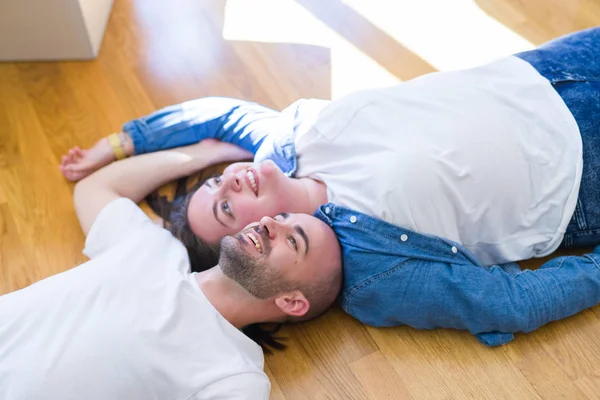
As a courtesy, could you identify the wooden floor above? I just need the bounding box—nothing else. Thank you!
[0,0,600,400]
...
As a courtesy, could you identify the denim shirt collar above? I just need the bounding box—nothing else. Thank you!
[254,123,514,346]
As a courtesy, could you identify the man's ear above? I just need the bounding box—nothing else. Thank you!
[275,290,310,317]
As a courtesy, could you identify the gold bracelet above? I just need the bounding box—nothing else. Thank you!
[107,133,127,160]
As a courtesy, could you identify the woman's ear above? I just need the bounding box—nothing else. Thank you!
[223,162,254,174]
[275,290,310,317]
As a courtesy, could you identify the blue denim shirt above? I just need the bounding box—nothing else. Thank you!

● **TASK INSTRUCTIONS**: Return the lines from the one containing "As a courtesy, could you identify the wooden" through the one containing "[0,0,600,400]", copied word for word.

● **FINAL ANSWER**:
As a courtesy, could you identify the wooden floor above? I just need the bounding box—nothing else. Thank you!
[0,0,600,400]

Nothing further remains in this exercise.